## PROMPT 1
Copy out the part of the thymus gland text that begins at the words "The thymus gland is one" and stops after "peaks in childhood.".
## PROMPT 2
According to the thymus gland text, how many T-cells can HIV destroy in a day?

The thymus gland is part of your immune system. It sits in the middle of your chest, behind your breastbone and on top of your heart. The two lobes that make up the thymus gland can be joined or separate, and they differ slightly in size and weight.
The thymus gland is one of the only organs that reach its peak size in children. At the time of puberty, the thymus begins to shrink and continues to atrophy throughout life. This is because the thymus is responsible for maturation of part of the immune system, which is a process that peaks in childhood.
Immature immune cells known as thymocytes are produced in the bone marrow and then ferried to the thymus, where they grow and mature into T-lymphocytes, or T-cells (T for Thymus! Duh!). T-cells are white blood cells that fight off infections and other nasty problems. Your body produces several different types of T-cells, but they all play a role in immunity.
The importance of T-cells in maintaining health is made evident by the destruction that HIV wrecks upon the human body. This infamous virus behind the AIDS epidemic destroys up to 2 billion T-cells per day, leaving the victim dangerously vulnerable to infection and other immune problems. HIV/AIDS patients often die of opportunistic infections, or infections that rarely cause problems in healthy people. HIV/AIDS patients succumb to these infections because they have so few T-cells to help fight off pathogens.
So what actually goes on in the thymus gland? And why do T-cells need to mature anyways?
It’s vital that your immune system be able to distinguish “self” from “non-self.” For instance, if your T-cells begin attacking your pancreas, you could end up with type 1 diabetes. If your T-cells start picking on your nerve cells, you might wind up with multiple sclerosis. At the same time, if your immune system fails to recognize invaders like bacteria and viruses, you probably won’t be able to survive past infancy. This happens to some children who are born with severe defects of the immune system.

## EXTRACTED INFORMATION
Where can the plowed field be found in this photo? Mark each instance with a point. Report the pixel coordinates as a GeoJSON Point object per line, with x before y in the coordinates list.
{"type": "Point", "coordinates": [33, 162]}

* * *

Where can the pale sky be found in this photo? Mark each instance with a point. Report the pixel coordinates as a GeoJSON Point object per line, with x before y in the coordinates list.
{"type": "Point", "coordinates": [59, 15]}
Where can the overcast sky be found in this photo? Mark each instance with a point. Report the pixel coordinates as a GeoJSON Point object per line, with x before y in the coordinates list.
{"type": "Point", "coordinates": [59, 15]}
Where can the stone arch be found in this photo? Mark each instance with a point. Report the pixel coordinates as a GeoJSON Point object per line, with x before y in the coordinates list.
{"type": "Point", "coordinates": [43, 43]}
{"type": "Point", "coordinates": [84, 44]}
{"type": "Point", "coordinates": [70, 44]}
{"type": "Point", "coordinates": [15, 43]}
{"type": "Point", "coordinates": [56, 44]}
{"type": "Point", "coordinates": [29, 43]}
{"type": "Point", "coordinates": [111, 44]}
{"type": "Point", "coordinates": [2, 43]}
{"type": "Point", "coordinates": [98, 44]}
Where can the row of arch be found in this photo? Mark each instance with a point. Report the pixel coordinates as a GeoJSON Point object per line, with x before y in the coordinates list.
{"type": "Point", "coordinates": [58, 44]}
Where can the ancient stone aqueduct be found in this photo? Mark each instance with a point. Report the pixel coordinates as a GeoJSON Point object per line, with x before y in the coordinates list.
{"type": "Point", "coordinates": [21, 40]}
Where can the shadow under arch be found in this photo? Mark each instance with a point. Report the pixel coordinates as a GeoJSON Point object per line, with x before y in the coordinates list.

---

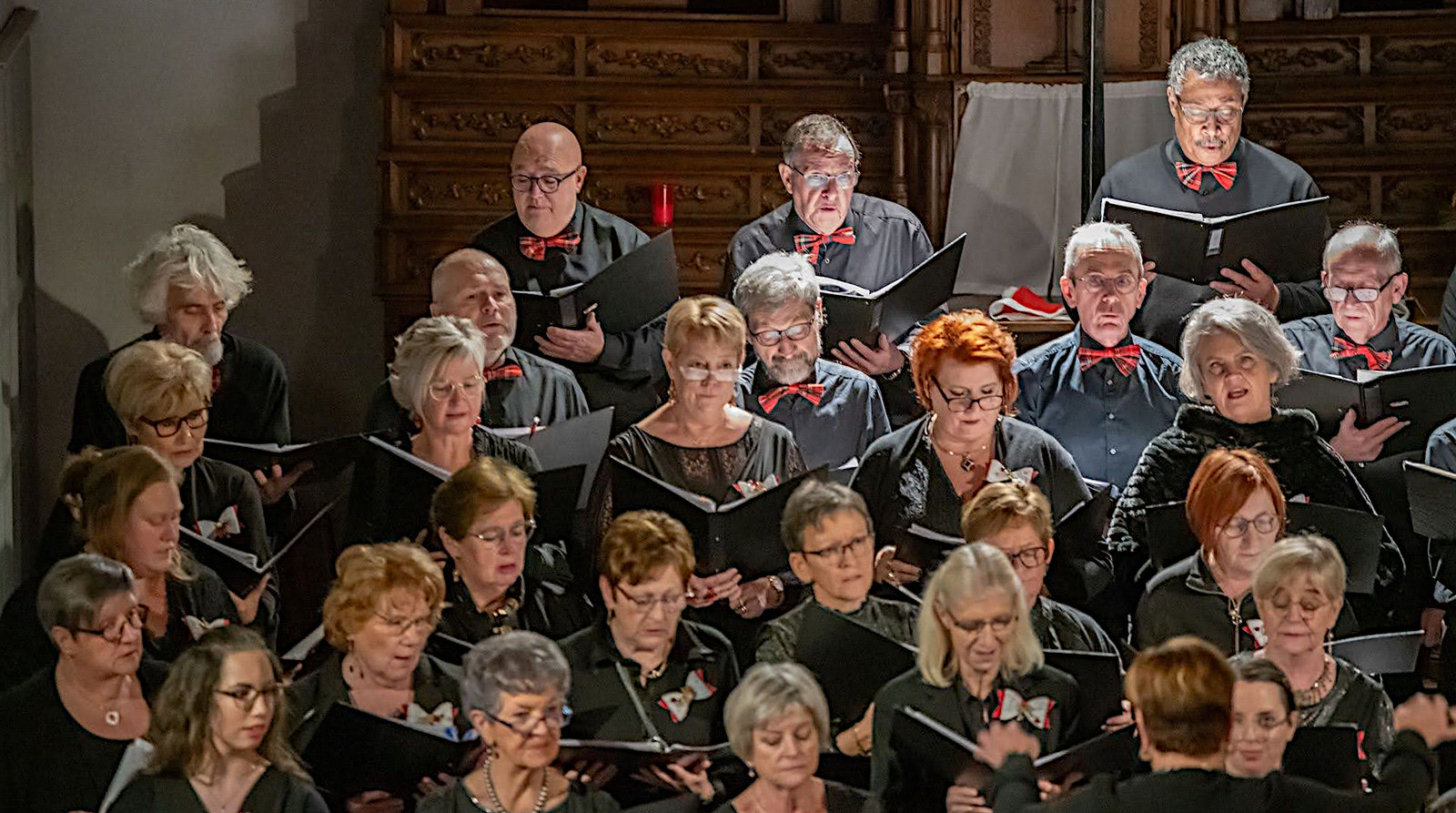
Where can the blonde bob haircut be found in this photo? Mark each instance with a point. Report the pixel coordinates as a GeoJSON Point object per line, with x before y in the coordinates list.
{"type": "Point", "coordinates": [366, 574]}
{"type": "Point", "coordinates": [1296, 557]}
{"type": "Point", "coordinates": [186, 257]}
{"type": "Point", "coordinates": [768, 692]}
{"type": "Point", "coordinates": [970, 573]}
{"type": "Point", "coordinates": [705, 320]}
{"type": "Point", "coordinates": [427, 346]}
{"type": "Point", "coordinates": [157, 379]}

## TASK RESPONSE 1
The thymus gland is one of the only organs that reach its peak size in children. At the time of puberty, the thymus begins to shrink and continues to atrophy throughout life. This is because the thymus is responsible for maturation of part of the immune system, which is a process that peaks in childhood.

## TASK RESPONSE 2
Up to 2 billion T-cells per day.